Rewrite all of the records below, swapping every "keypoint" for "marker" and leaving everything else unchanged.

RECORD SET:
------------------------------
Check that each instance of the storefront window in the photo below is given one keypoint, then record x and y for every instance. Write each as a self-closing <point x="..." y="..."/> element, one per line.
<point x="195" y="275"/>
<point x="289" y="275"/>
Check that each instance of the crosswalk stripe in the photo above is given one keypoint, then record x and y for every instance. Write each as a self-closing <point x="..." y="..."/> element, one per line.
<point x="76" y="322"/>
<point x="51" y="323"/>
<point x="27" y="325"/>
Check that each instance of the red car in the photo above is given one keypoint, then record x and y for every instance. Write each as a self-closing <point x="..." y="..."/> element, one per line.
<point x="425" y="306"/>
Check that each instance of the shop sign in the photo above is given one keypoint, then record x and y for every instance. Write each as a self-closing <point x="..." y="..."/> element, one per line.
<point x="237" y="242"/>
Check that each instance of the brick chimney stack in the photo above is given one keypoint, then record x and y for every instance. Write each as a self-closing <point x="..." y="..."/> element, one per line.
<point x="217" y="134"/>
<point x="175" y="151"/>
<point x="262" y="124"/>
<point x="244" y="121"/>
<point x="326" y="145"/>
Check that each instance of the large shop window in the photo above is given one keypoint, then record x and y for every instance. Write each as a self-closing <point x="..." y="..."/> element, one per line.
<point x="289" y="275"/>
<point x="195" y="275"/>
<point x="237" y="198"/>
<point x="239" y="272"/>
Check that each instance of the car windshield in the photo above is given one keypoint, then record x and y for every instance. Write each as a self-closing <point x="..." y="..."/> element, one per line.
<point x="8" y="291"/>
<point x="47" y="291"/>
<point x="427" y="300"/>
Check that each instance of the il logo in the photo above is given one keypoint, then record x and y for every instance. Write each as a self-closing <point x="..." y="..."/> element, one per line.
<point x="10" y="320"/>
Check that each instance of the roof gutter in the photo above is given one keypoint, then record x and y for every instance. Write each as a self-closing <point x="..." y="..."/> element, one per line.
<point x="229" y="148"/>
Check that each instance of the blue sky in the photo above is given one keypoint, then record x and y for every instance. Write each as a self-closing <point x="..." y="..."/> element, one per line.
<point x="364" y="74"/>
------------------------------
ANSWER TO THE PROBLEM:
Check that each instance of the storefront window in the photo below is given one marker, then record x and y for every instance. Write each as a self-closing <point x="..." y="..."/> element, one per line.
<point x="195" y="275"/>
<point x="289" y="275"/>
Check that each instance of the crosswalk stripe in the photo above is given one marker, then record x and y for every instance. Write each as a self-closing <point x="..." y="..."/> element, one per line.
<point x="76" y="322"/>
<point x="51" y="323"/>
<point x="27" y="325"/>
Check that each instance of the red car in the photo above is given one marker, then record x and y for every instance. Write each as a self-closing <point x="..." y="..."/> element, one per line.
<point x="425" y="306"/>
Check that each instance of the shop sign in the photo above is given one marker, then record x and y for every instance. Write each as a self-closing <point x="..." y="..."/> element, one per line.
<point x="237" y="242"/>
Check that each instance of the brick chimney stack in the photo above is given one marker, then record x and y for every instance. Write each as a self-closing <point x="..." y="..."/> element, one per line.
<point x="217" y="134"/>
<point x="175" y="151"/>
<point x="262" y="124"/>
<point x="244" y="121"/>
<point x="326" y="145"/>
Check that each instance of the large shop window in the photo above is given one marker, then record x and y for every instance. Write each as a self-closing <point x="..." y="..."/> element, one per line.
<point x="289" y="275"/>
<point x="195" y="275"/>
<point x="237" y="198"/>
<point x="239" y="272"/>
Check that each instance of the car windshield in the photo above is given one marker, then record x and y for every instance. Write each as a self-closing <point x="..." y="..."/> element, one per line.
<point x="8" y="291"/>
<point x="47" y="291"/>
<point x="427" y="300"/>
Check that each instance of the il logo in the photo above is given one marker, then record x and y for every instance. Write each as a self-closing <point x="..." y="..."/> element, one per line.
<point x="10" y="320"/>
Check that each instance of the roof gutter in the photo above is given one marker, then record x and y for every instance. Write each as a self-closing <point x="..." y="..."/> element, one per line.
<point x="229" y="148"/>
Check that each instance of the blue sky in the photo above is given one marker, then record x and y for every instance. Write each as a self-closing <point x="..." y="..."/> element, one per line.
<point x="364" y="74"/>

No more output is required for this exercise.